(Saved entries)

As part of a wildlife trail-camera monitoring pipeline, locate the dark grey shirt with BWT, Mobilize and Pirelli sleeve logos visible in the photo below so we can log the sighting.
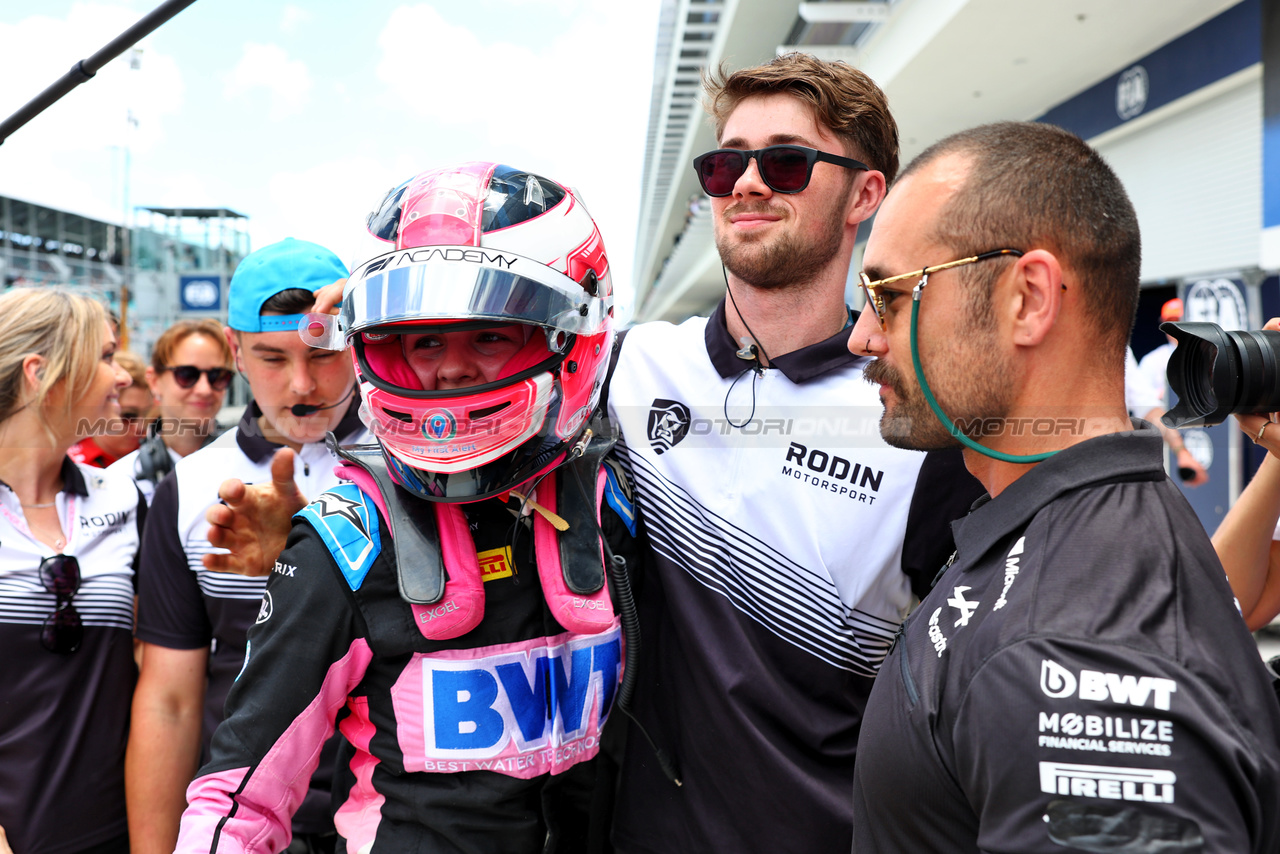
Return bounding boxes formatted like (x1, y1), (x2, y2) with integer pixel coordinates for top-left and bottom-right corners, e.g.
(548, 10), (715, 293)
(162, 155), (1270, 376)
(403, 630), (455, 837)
(854, 423), (1280, 854)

Exercise details:
Filter the entries down to the lines that include the string "with".

Output of the exercise:
As part of a wildlife trail-camera monitoring pipeline, locate the dark grey shirt with BWT, Mobilize and Pirelli sleeve logos visible in the photo below so we can log the sighting.
Return bounding boxes formatted like (x1, y1), (x2, y2) with integer pixel coordinates for top-left and bottom-right corners, e.g.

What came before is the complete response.